QUOTED TEXT>
[Date Prev][Date Next] [Chronological] [Thread] [Top]

Re: LDAPprep: mapping of " " values



Rats, sending email too late again. The example should have *started*
with the string U+0020 U+0301, rather than including it as an interior
string. It is a demonstration that a non-empty string can *start* with
a space (although not end with one).

Combining marks, in general, create some interesting edge cases for
substring matching, which is the only place where the decision to
use NFKC rather than NFKD makes a significant difference. The most
significant difference will come with substring matches in Korean;
form NFKC requires Hangul Jamo to be composed into Hangul syllables,
which means that the individual Jamo are not available for substring
matching. I don't speak Korean so I cannot tell if a native speaker
would consider it desirable to, for example, do a substring match
on an initial consonant rather than having to create an "or" of the
several hundred syllables which start with that consonant.

On 16-Nov-04, at 2:01 AM, Rici Lake wrote:


On 16-Nov-04, at 1:38 AM, Steven Legg wrote:

Alternatively,
LDAPprep can just reduce consecutive whitespace to a single space in every
case and leave the syntaxes draft to nominate the circumstances under
which a leading or trailing space is to be removed.

This seems very sensible to me.

A value can only match (l= *) or (l=* ) if it is all whitespace.

Not quite true. According to the insignificant space deletion rule,
a space is only a candidate for deletion if it is not followed by
a combining mark. Consequently, the sequence U+0041 U+0020 U+0020 U+0301
will be not be altered by ldapprep. (The string is LATIN CAPITAL LETTER A,
SPACE, SPACE, COMBINING ACUTE ACCENT.) One doesn't have to go out of one's
way to produce that sequence; the sequence U+0041 U+0020 U+00B4
(LATIN CAPITAL LETTER A, SPACE, ACUTE ACCENT) will be ldapprep'd into the
first sequence, as a result of the compatibility decomposition of U+00B4
into U+0020 U+0301. (That is, both strings render as "A ´" for anyone
with Unicode mail readers.)


Consequently, even (l= * *) could match something, but I believe that
(l= * * ) is truly impossible.

STATED EXERCISE 1> Pick out every line in the rows that contains the string "sneaker". Case counts.

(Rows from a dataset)
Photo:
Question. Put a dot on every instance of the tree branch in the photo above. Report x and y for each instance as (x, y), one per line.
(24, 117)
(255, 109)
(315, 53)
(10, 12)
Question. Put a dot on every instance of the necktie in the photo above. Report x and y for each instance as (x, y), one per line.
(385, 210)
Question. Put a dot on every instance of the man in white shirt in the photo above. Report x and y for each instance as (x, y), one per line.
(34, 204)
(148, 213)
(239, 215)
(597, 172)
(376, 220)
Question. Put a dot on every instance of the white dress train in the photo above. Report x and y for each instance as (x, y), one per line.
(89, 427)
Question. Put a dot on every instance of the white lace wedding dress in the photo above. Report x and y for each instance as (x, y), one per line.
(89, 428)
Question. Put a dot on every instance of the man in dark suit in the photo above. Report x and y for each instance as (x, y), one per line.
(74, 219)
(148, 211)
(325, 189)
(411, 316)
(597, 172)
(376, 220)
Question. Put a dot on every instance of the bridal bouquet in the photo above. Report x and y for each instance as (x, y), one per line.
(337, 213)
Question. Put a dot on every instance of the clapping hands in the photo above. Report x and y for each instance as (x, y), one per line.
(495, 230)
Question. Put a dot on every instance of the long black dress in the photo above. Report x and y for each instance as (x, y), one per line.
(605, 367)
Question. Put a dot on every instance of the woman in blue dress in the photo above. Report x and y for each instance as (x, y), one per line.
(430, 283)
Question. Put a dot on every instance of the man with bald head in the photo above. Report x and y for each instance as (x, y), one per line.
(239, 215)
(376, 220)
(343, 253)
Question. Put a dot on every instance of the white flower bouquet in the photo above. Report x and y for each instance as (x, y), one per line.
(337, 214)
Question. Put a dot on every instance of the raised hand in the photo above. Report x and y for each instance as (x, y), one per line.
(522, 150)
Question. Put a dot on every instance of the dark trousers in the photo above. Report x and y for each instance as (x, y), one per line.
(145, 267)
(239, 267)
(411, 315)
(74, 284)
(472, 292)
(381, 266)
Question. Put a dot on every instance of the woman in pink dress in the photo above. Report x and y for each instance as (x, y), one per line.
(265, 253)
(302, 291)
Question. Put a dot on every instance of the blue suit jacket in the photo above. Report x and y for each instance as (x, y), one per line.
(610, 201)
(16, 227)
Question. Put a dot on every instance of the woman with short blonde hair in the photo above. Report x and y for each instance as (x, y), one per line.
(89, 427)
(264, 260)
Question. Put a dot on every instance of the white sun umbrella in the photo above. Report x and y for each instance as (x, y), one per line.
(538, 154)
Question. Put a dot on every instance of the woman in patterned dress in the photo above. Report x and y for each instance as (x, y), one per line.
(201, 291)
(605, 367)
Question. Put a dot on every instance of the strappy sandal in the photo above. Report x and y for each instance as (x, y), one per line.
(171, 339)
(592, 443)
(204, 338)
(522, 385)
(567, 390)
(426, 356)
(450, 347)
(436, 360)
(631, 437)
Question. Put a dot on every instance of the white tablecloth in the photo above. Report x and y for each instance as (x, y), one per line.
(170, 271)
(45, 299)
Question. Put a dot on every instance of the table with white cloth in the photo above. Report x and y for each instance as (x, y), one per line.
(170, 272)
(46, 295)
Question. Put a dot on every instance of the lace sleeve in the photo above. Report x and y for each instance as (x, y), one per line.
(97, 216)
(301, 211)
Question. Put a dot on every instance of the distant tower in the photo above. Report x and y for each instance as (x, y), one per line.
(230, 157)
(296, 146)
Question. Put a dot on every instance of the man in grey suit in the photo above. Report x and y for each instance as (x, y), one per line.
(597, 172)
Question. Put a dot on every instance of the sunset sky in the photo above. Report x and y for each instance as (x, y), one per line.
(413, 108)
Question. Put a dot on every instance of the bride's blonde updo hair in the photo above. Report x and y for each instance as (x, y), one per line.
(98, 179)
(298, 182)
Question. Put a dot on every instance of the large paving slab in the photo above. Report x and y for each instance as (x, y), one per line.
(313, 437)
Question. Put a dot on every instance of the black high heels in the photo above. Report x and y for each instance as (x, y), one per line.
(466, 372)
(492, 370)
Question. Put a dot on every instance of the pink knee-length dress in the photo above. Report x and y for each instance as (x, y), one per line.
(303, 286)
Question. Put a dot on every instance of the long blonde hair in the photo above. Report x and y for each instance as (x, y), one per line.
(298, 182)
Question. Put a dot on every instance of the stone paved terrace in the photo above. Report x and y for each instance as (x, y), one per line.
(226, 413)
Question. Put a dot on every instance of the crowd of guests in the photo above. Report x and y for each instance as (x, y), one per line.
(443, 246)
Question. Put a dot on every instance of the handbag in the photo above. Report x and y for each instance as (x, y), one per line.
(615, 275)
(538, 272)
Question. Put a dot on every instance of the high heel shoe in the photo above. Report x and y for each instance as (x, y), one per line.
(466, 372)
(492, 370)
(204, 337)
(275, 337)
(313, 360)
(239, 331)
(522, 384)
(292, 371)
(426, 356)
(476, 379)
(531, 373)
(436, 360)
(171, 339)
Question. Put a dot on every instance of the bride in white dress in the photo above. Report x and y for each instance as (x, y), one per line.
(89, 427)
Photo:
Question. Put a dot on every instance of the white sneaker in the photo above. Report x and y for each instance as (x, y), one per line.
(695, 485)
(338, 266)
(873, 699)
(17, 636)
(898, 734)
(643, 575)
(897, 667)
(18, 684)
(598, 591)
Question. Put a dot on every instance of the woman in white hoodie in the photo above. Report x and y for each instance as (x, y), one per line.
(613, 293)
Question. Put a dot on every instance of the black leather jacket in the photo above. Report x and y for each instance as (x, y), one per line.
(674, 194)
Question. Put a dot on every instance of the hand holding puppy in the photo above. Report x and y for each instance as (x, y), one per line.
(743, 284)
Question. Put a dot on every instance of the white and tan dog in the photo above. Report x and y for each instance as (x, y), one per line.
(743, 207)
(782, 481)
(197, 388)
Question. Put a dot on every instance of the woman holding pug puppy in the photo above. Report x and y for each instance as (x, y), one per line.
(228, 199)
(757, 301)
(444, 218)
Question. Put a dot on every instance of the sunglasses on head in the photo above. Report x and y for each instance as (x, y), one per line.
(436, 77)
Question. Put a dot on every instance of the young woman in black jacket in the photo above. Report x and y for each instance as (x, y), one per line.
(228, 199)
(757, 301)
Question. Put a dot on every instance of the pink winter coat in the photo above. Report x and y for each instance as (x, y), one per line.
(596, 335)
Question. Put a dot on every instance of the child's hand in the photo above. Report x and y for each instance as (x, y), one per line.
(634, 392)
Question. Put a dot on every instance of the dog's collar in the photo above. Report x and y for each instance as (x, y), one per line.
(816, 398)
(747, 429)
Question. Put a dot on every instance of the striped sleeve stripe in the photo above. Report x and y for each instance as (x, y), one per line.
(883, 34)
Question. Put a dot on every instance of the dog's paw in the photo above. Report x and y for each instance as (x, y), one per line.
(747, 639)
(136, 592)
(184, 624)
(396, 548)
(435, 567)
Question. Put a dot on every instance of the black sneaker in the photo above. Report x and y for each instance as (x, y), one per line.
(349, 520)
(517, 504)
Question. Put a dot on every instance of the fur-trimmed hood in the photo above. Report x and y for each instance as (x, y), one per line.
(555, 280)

STATED EXERCISE 2> In the message above, condense the paragraph beginning "Combining marks, in general" into a short bulleted list that keeps its main facts.

TASK RESPONSE 1>
Question. Put a dot on every instance of the white sneaker in the photo above. Report x and y for each instance as (x, y), one per line.
Question. Put a dot on every instance of the black sneaker in the photo above. Report x and y for each instance as (x, y), one per line.

TASK RESPONSE 2>
- Combining marks create edge cases for substring matching.
- Substring matching is the only place where choosing NFKC over NFKD makes a significant difference.
- The biggest difference is in Korean substring matches: NFKC composes Hangul Jamo into Hangul syllables, so the individual Jamo can't be used for substring matching.
- The writer doesn't speak Korean and can't say whether a native speaker would want to match on an initial consonant. The alternative is an "or" of the several hundred syllables that start with that consonant.